> _ASSIGNMENT_:
A word-for-word transcription of the whole listing is required.

> _RECORDS FOR PROCESSING_:
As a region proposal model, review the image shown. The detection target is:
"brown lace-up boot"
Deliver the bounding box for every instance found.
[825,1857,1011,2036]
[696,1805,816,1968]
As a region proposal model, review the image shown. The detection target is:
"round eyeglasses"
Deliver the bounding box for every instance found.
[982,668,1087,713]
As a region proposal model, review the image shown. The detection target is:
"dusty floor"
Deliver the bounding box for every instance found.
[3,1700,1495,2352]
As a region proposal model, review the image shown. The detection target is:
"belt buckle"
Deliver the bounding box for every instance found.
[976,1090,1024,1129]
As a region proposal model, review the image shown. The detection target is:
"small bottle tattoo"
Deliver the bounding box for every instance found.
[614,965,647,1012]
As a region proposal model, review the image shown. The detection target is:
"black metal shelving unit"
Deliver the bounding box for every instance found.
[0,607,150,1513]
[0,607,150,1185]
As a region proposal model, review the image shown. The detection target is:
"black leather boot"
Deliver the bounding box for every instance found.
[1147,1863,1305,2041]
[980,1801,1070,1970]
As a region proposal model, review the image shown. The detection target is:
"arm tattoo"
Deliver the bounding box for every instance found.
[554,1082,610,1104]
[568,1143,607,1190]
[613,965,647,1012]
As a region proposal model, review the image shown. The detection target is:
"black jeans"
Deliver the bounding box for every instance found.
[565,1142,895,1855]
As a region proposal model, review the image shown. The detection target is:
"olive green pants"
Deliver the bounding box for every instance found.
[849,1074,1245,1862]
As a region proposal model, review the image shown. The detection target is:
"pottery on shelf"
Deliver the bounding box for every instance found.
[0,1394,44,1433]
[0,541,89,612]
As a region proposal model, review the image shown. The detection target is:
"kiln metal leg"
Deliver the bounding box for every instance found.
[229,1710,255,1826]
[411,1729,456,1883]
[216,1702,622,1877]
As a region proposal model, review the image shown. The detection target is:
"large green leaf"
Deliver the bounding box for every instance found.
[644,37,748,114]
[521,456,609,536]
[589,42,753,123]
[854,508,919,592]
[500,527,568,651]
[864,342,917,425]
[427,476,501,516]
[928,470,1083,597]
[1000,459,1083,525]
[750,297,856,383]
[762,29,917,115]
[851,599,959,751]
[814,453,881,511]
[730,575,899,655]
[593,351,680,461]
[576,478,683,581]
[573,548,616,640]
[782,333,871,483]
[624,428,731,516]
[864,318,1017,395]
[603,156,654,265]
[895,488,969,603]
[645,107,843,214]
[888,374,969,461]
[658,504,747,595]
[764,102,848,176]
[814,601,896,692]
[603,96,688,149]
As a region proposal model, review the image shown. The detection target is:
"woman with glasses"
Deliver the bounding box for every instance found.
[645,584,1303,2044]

> _ANSWER SPACE_:
As a region proposal model, review the image shown. The detection target is:
"brown lace-up boot"
Deliver the bounding box for every instance found.
[825,1857,1011,2036]
[696,1805,816,1968]
As a region proposal model, review the image shown. The detection target is:
"round eyeglasses"
Deliver the bounding box for every instance found.
[982,668,1087,713]
As a region proposal model, review the image shown. The detection target is:
"dusty floor"
Deliver the bounding box for every instance found.
[3,1700,1495,2352]
As a region proposal model, review the image shown. The detection target is:
"belt buckle"
Deliver the bounding box for every instance found.
[976,1090,1024,1129]
As a region proposal model, review the image shown. The detection target is:
"small bottle tattoo"
Deliver the bounding box for every instance found.
[614,965,647,1012]
As a region proposal model, review the image shown. The detection target is:
"black metal shelving unit"
Deliver the bounding box for every instance found.
[0,607,150,1513]
[0,607,150,1185]
As a region proposal model, review the image shown. The detection target is:
"black leather boot"
Deliver the bounding box for every instance found.
[1147,1863,1305,2041]
[980,1801,1070,1970]
As a region proposal model, review the image shown. The detection target is:
"arm tattoo"
Deliver the bounding box for every instance found.
[554,1082,610,1104]
[568,1143,607,1190]
[613,965,647,1012]
As a region proposal model, review the image shown. The detection target is:
"black jeans"
Deliver the bounding box for every instance found.
[565,1142,895,1855]
As a region proposal model, review the image shown. The detection target is:
"olive green pants"
Deliver the bounding box for every instance found.
[849,1074,1245,1862]
As a region proposal model, review the image shown. The detection target is:
"pottery on shelf"
Deliver the bounding box for every instance found.
[0,1394,44,1433]
[0,541,89,612]
As a region proposal model, review the image shown. The detection target is:
"kiln metal leg"
Deliver the bounding box for every instance found.
[229,1710,255,1826]
[411,1729,456,1883]
[216,1702,622,1877]
As a region proposal model, review the image shown. The detection target is:
"large green leaf"
Deliver the bounding box for every instance found.
[644,37,748,114]
[521,456,609,536]
[589,42,753,123]
[854,508,919,592]
[500,527,568,651]
[864,342,917,425]
[427,476,501,516]
[928,470,1083,597]
[1000,459,1083,525]
[750,297,856,383]
[762,29,917,115]
[851,599,959,751]
[814,453,881,511]
[730,575,899,655]
[593,351,680,461]
[576,478,683,581]
[573,548,616,640]
[782,333,871,483]
[624,428,731,516]
[864,318,1017,395]
[603,156,654,265]
[895,488,969,603]
[645,107,843,214]
[888,374,969,461]
[658,504,747,595]
[764,102,848,176]
[814,601,896,692]
[603,96,688,149]
As a region proposal model, review the image shown. The detection target is:
"woman with glasses"
Deliver the bounding box for every instance found.
[645,584,1303,2044]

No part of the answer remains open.